* **TASK INSTRUCTIONS**
Line by line, retype the material with nothing left out.

* **RECORDS FOR PROCESSING**
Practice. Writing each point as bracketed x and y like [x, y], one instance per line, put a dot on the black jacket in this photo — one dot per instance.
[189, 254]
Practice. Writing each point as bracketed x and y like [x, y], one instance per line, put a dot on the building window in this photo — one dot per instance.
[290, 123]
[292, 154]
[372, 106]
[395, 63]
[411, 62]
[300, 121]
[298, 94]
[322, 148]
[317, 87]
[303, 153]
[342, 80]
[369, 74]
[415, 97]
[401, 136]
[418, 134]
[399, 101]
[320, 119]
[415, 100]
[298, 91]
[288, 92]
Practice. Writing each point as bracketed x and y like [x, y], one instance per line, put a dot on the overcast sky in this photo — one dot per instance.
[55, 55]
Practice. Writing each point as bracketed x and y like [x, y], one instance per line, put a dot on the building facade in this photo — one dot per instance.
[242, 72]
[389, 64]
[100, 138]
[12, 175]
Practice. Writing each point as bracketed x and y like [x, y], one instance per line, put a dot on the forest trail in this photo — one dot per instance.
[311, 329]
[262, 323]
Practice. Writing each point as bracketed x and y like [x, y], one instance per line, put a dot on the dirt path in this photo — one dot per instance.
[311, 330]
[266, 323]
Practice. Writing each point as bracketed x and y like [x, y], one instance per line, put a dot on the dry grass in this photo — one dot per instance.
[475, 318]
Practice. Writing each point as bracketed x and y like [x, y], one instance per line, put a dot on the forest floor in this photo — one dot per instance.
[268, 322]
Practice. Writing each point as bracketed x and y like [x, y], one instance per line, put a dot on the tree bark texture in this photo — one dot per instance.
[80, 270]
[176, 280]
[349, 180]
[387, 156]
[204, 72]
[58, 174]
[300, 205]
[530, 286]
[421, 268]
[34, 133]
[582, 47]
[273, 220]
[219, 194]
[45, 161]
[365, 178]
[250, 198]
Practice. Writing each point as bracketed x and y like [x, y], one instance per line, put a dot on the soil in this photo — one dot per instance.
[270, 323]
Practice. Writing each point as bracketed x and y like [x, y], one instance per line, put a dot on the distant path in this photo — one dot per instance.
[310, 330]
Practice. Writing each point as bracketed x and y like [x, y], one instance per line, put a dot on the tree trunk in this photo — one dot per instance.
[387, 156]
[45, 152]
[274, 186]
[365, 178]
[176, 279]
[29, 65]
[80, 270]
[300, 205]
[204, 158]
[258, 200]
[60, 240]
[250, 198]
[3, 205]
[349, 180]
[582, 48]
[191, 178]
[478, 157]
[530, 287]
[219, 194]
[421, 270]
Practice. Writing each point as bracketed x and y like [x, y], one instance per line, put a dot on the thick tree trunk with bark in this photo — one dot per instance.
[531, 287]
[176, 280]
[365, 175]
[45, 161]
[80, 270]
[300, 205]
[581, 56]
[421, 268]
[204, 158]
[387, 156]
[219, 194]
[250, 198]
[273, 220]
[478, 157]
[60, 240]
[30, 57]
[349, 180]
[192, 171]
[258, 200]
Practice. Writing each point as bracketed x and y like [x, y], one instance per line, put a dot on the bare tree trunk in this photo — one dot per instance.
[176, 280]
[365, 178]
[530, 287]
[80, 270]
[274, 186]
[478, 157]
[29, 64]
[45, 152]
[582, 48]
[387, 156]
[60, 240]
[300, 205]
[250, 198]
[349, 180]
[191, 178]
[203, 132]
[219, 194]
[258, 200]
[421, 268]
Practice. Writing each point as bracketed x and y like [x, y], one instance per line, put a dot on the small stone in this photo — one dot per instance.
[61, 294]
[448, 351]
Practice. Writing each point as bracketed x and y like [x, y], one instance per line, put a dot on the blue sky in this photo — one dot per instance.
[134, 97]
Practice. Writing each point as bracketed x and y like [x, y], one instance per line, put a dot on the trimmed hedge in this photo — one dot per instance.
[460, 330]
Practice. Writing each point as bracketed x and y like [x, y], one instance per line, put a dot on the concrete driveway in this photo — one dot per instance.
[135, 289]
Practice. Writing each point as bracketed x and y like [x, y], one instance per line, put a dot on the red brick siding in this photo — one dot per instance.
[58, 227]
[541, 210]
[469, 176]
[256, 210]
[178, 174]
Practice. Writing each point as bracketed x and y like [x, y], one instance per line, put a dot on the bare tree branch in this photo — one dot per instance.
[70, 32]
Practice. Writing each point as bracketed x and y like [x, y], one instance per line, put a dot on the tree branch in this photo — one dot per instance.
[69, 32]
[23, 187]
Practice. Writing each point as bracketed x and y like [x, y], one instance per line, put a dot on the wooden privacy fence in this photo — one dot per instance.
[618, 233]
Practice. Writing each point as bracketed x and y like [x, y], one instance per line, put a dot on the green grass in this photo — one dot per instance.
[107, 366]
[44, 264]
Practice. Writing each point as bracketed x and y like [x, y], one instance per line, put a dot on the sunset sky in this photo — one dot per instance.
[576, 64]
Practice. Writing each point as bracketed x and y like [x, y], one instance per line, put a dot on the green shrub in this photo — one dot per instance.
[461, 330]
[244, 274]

* **ANSWER BOX**
Practice. Writing each point as bracketed x and y like [x, y], one instance per line, put a dot on the black jacket in this photo — one dot per instance.
[189, 254]
Practice. Writing each point as bracketed x and y like [x, y], one instance per line, put a dot on the building window in this photo — one dot per instance.
[290, 123]
[292, 154]
[372, 106]
[395, 63]
[411, 62]
[300, 121]
[298, 94]
[322, 148]
[317, 87]
[303, 153]
[342, 80]
[369, 74]
[415, 97]
[401, 136]
[418, 134]
[399, 101]
[320, 119]
[415, 100]
[298, 91]
[288, 92]
Practice. Writing each point as bracketed x and y like [x, y], one instance per line, put a dot on the overcast sky in this photo — one dot per instance.
[55, 55]
Practice. Writing each point as bracketed x and y like [x, y], one instance per line, put a dot on the building facade in this photo — one dot per instance.
[242, 72]
[389, 64]
[100, 138]
[12, 175]
Practice. Writing each point as bracketed x and y like [x, y], one instance per line, put a dot on the forest trail in this photo — one dot per instance.
[311, 329]
[262, 323]
Practice. Writing each point as bracketed x and y like [x, y], one instance per line, put a dot on the dirt path in this photo — one dot per instance.
[311, 330]
[266, 323]
Practice. Writing each point as bracketed x and y like [x, y], one instance per line, put a dot on the dry grass in this photo — one dot per instance.
[475, 318]
Practice. Writing each point as bracketed x and y like [x, y], one instance per line, put a dot on the forest floor in this photo — one dot per instance.
[268, 322]
Practice. Writing each point as bracketed x and y like [x, y], one instance per line, put a dot on the tree bark texture in this photo — one dot per instance.
[80, 270]
[176, 280]
[349, 180]
[387, 156]
[204, 72]
[58, 174]
[300, 205]
[530, 286]
[421, 268]
[34, 133]
[582, 47]
[273, 220]
[219, 194]
[45, 161]
[365, 178]
[250, 198]
Practice. Writing each point as bracketed x and y like [x, y], one instance per line, put a dot on the soil in this photo — one dot per instance.
[270, 323]
Practice. Writing each point as bracketed x and y like [x, y], one instance per line, put a dot on the distant path in this photo — one dot per instance.
[310, 330]
Practice. Writing each point as bracketed x and y like [x, y], one instance per line, put a dot on the tree trunk in this photo — one dot per instance.
[387, 156]
[45, 152]
[274, 186]
[365, 178]
[176, 279]
[29, 65]
[80, 270]
[300, 205]
[204, 158]
[258, 200]
[60, 240]
[250, 198]
[3, 205]
[349, 180]
[582, 48]
[191, 178]
[478, 157]
[530, 287]
[219, 194]
[421, 270]
Practice. Writing each point as bracketed x and y like [x, y], one instance per line, put a dot on the thick tree trunk with bark in this photo — one dot per instance.
[531, 287]
[176, 280]
[365, 175]
[45, 161]
[80, 270]
[300, 205]
[581, 56]
[421, 268]
[204, 158]
[387, 156]
[219, 194]
[250, 198]
[273, 220]
[478, 157]
[60, 240]
[30, 57]
[349, 180]
[192, 171]
[258, 200]
Practice. Writing each point as bracketed x and y like [x, y], one instance per line, put a dot on the bare tree trunk in this photo — one dot per instance.
[176, 280]
[365, 178]
[530, 287]
[80, 270]
[274, 186]
[478, 157]
[29, 64]
[45, 152]
[582, 48]
[387, 156]
[60, 240]
[300, 205]
[250, 198]
[349, 180]
[191, 178]
[203, 132]
[219, 194]
[258, 200]
[421, 268]
Practice. Writing each point as bracketed x and y like [x, y], one instance per line, put a dot on the small stone in this photo — one dot per instance.
[61, 294]
[448, 351]
Practice. Writing each point as bracketed x and y like [x, y], one instance per line, put a dot on the blue sky in this photo — one dot per instance.
[134, 97]
Practice. Writing each point as bracketed x and y like [x, y], one instance per line, put a dot on the trimmed hedge in this photo — one dot per instance.
[460, 330]
Practice. Writing each point as bracketed x and y like [x, y], one instance per line, put a dot on the concrete driveway in this photo — one dot per instance.
[135, 289]
Practice. Writing each point as bracketed x and y like [x, y], one instance per line, put a dot on the red brick siding in this photo — one dot per instance.
[58, 227]
[541, 210]
[469, 176]
[256, 210]
[178, 174]
Practice. Writing each point as bracketed x and y like [x, y], one instance per line, put a dot on the bare tree branch in this photo — one dot per instance.
[70, 32]
Practice. Writing each point as bracketed x and y like [x, y], one instance per line, put a dot on the tree branch in this photo — one dot per instance.
[69, 32]
[23, 187]
Practice. Writing each point as bracketed x and y like [x, y], one instance per line, put a dot on the wooden privacy fence in this photo — one dot per instance.
[618, 233]
Practice. Writing each point as bracketed x and y like [x, y], one instance per line, put a dot on the green grass in this photo — one dot per instance.
[107, 366]
[44, 264]
Practice. Writing each point as bracketed x and y like [x, y], one instance per line, put a dot on the sunset sky in this photo — one dot per instance.
[576, 64]
Practice. Writing each point as bracketed x and y like [x, y], one instance per line, put a dot on the green shrub in this photo — one dot per instance.
[461, 330]
[244, 274]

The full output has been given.